* [QUOTED TEXT]

####################

No, it implies the resurrection of all unto either eternal blessedness or eternal damnation. From our perspective, the fires of hell and the Uncreated Light are the same thing, felt by people who are in vastly different situations relative to God.

>>14680521
Good answer. don't like the picture though. As you said the hypostatic difference for us is in hypostatic origin, not negation of the other hypostases.

>> No.14680741

>>14680717
Prayer is the only way. Give your heart and mind to God and he shall give you Himself.

>> No.14680897

>>14680686
but don't the three hypostases share the same essence? The Father, Son and Holy Spirit are different but they are all One (God) because of the divine quidditas. I don't know how could it be to assume too much of it insofar as it is what it is (unitive, inscrutable, quiddative).

>The only 'action of nature,' as St John of Damascus puts its in God, is the necessary begetting of the Son and spiration of the Holy Spirit, both of which are proper to the Father's nature. Even here though, it is a hypostatic, not essential generation
Don't know what you mean by action of nature, but yeah I think I fully agree on this.

>To say that the Divine Essence contains all things is to rob God of all agency.
It is as if you were separating god's essence from god.

>If all of creation was not created but pre-existed in the Divine Essence, on what basis are we not also God?
whatever is productive of anything is superior to its product, and that which is produced participates, communicates with its producer. We are not the Personal Eidos, but we participate of it. ''because god is good, we are; and any good that creatures possess derives alone from the essential goodness of God''.

>> No.14680956

>>14674258
this is going to sound weird but have you ever posted this exact same reply before? like almost word for word. because i am having a massive deja vu right now

>> No.14680971

>>14680956
Nope lol. I think I've used the same picture while talking on the subject but this post was typed up pretty haphazardly. I also ended up taking a paragraph or two out because I was rambling, so there was no referencing an older post or anything like that.

>> No.14681029

>>14680897
>Don't know what you mean by action of nature, but yeah I think I fully agree on this.
I mean that the begetting of the Son and the spiration of the Holy Spirit is an eternal action of nature, not of will. The only action of God where He couldn't have chosen otherwise is the hypostatic generation of the other Persons.

>It is as if you were separating god's essence from god.
Not at all. I'm just saying that if we place created things as well as attributes and actions in the Essence of God, as oppose to the Energies and the Divine Mind, the Essence loses it's transcendence. St. Dionysius refers to the Essence as transcending the world of being and non-being. how can not just being, but mundane creation located in this Essence which is beyond essence?

>whatever is productive of anything is superior to its product, and that which is produced participates, communicates with its producer.
I agree with this.
>We are not the Personal Eidos, but we participate of it.
We participate of it only according to the Energies though, because we were created according to the Divine Energies. The essence remains totally other and inaccessible

>''because god is good, we are; and any good that creatures possess derives alone from the essential goodness of God''.

####################

Stored items from a collection:
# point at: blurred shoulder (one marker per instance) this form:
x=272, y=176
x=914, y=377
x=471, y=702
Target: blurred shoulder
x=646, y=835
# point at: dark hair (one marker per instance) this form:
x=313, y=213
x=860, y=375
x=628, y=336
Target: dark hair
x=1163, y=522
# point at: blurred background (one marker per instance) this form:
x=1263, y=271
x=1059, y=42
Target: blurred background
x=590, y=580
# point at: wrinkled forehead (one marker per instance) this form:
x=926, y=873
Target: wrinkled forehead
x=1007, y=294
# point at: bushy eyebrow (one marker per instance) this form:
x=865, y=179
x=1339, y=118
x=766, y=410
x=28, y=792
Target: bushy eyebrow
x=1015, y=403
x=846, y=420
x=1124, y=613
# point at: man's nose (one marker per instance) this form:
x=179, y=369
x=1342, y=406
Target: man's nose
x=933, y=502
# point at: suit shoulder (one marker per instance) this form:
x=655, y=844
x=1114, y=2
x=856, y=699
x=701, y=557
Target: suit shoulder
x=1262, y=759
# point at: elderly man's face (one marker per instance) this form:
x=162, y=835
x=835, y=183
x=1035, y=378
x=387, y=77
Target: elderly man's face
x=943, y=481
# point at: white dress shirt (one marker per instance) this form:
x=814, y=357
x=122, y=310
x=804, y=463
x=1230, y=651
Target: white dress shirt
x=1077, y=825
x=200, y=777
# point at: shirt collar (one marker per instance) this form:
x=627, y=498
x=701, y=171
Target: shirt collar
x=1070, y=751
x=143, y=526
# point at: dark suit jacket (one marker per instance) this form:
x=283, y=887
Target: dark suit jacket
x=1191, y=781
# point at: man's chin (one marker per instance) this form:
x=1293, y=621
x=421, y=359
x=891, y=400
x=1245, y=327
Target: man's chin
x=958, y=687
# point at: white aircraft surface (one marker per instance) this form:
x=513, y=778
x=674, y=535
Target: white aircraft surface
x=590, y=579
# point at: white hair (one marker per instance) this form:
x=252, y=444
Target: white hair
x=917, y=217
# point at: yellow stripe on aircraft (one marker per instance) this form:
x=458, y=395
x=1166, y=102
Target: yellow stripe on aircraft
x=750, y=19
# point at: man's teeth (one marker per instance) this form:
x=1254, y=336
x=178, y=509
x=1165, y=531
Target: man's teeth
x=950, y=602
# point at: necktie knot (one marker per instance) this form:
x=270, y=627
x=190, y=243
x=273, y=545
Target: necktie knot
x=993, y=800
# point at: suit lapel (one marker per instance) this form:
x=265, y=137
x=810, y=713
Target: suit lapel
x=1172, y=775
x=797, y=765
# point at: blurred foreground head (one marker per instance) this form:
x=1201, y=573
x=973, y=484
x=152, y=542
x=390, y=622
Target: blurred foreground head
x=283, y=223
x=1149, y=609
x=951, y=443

####################

* [AIM A] In the thread, why does one poster object to placing created things, attributes and actions in the Essence of God? Answer in one to three sentences.
* [AIM B] According to the thread, how are the fires of hell related to the Uncreated Light?

* [WORKED ANSWER A] Doing so would make the Essence lose its transcendence. St. Dionysius describes the Essence as transcending the world of being and non-being, so mundane creation cannot be located in an Essence that is beyond essence.

* [WORKED ANSWER B] They are the same thing, felt by people who are in vastly different situations relative to God.